*Saved entries*:
——————
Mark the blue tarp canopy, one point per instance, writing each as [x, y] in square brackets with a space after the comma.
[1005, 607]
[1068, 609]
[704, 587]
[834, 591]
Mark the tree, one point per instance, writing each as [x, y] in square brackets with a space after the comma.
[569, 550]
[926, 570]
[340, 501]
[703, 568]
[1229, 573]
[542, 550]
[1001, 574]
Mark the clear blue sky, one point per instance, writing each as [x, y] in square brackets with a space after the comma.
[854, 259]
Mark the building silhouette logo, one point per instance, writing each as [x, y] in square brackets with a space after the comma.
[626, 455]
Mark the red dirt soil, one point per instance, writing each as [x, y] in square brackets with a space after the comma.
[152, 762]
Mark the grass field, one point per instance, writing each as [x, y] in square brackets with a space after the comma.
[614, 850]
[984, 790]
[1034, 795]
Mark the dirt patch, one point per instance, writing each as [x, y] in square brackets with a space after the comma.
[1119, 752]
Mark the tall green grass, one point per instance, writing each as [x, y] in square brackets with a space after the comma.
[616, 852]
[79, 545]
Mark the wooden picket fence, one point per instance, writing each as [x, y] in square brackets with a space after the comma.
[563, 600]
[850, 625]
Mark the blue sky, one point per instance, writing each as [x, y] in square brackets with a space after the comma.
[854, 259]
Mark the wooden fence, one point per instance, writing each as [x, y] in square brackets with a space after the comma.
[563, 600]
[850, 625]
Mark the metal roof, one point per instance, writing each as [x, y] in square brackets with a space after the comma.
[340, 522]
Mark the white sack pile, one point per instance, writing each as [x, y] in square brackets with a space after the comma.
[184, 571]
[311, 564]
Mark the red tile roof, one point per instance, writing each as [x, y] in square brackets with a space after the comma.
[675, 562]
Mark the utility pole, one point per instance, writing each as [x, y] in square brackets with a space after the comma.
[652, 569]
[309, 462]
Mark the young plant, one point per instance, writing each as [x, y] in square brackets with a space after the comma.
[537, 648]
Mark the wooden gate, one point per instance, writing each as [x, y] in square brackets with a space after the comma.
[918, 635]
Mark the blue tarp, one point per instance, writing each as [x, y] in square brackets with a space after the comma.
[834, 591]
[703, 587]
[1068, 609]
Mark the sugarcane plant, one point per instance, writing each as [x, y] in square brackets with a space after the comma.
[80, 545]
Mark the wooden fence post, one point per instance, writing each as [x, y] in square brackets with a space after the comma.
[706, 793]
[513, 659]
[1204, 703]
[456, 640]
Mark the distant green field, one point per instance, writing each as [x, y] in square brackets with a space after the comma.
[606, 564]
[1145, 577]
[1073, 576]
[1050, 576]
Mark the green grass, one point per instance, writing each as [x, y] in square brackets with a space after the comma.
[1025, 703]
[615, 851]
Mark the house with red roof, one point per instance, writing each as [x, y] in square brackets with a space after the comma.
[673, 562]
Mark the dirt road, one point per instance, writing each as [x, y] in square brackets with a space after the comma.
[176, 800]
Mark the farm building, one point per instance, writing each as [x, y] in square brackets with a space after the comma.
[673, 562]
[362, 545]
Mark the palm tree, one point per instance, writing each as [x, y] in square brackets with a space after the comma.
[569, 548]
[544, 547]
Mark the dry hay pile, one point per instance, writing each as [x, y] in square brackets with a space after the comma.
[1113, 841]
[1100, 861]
——————
*PROBLEM TO WORK ON*: Without changing a single word, reproduce the entries above.

*ANSWER TO THE PROBLEM*:
Mark the blue tarp canopy, one point per instance, writing each as [x, y] in square brackets with a space after the comma.
[1005, 607]
[1068, 609]
[704, 587]
[834, 591]
Mark the tree, one point per instance, writing each as [x, y] in square brackets with a space after the comma.
[569, 550]
[926, 570]
[340, 501]
[703, 568]
[1229, 573]
[542, 550]
[1001, 574]
Mark the clear blue sky, one point per instance, writing each as [x, y] in square brackets with a space after the comma.
[854, 259]
Mark the building silhouette logo, one point per instance, writing each as [x, y] in square brackets with a space after the comma.
[626, 455]
Mark the red dirt soil, one point per instance, writing each as [x, y] in square brackets with a space after the comma.
[152, 762]
Mark the grass field, one point per instance, writing each as [x, y] in square brackets with a space after the comma.
[614, 850]
[984, 790]
[1034, 795]
Mark the dirt patch, one point per instance, writing each as [x, y] in square brackets with a space after the comma.
[1119, 752]
Mark the tall green grass, one point per instance, writing each as [x, y] in square brackets with a space after the comma.
[616, 852]
[79, 545]
Mark the wooden picket fence, one point per instance, writing each as [x, y] in square brackets with a space after the comma.
[563, 600]
[850, 625]
Mark the blue sky, one point per instance, writing each as [x, y] in square brackets with a space after the comma.
[854, 259]
Mark the wooden fence, one point per instance, writing each as [x, y] in square brackets with a space after the comma.
[563, 600]
[850, 625]
Mark the metal roof, one point per instance, writing each as [x, y] in square brackets with a space after the comma.
[340, 522]
Mark the white sack pile, one point per instance, writing each as [x, y] in square brackets with a space after the comma.
[184, 571]
[311, 564]
Mark the red tile roof, one point per instance, writing each as [x, y] in square brackets with a space after the comma.
[675, 562]
Mark the utility pole, one point per instance, writing each as [x, y] in square brackets with a space after the comma.
[652, 569]
[309, 462]
Mark the young plant, one point per instance, writing each as [x, y] in square brackets with a space after the comma.
[537, 648]
Mark the wooden gate, one point per instance, writing each as [x, y] in square brackets with a space after the comma.
[918, 635]
Mark the blue tarp, one point per instance, writing each as [x, y] in square brackets with a space after the comma.
[834, 591]
[703, 587]
[1068, 609]
Mark the sugarcane plant, one point per instance, writing each as [x, y] in square brackets with a space after the comma.
[80, 545]
Mark the wooden fence post, one point per instance, writing each as [x, y] in square brackets with a space after the comma.
[706, 793]
[513, 659]
[1204, 703]
[456, 640]
Mark the distant green field, one point per instance, writing each as [x, y] in square brackets with a space after the comma.
[606, 564]
[1145, 577]
[1073, 576]
[1050, 576]
Mark the green grass, one point per instance, writing each as [x, y] in square brackets with a space after the comma.
[1025, 703]
[615, 851]
Mark the house with red roof, one point per instance, writing each as [x, y] in square brackets with a space after the comma.
[673, 562]
Mark the dirt road, one point per instance, writing each as [x, y] in square brackets with a space after the comma.
[176, 800]
Mark the farm building, one point per instance, writing each as [x, y] in square brackets with a space after the comma.
[673, 562]
[362, 545]
Mark the palm tree, one point per instance, writing each as [x, y] in square brackets with a space after the comma.
[569, 548]
[544, 547]
Mark the dry hay pile, one point per instance, writing each as [x, y] in square brackets with a space after the comma.
[1113, 841]
[1100, 861]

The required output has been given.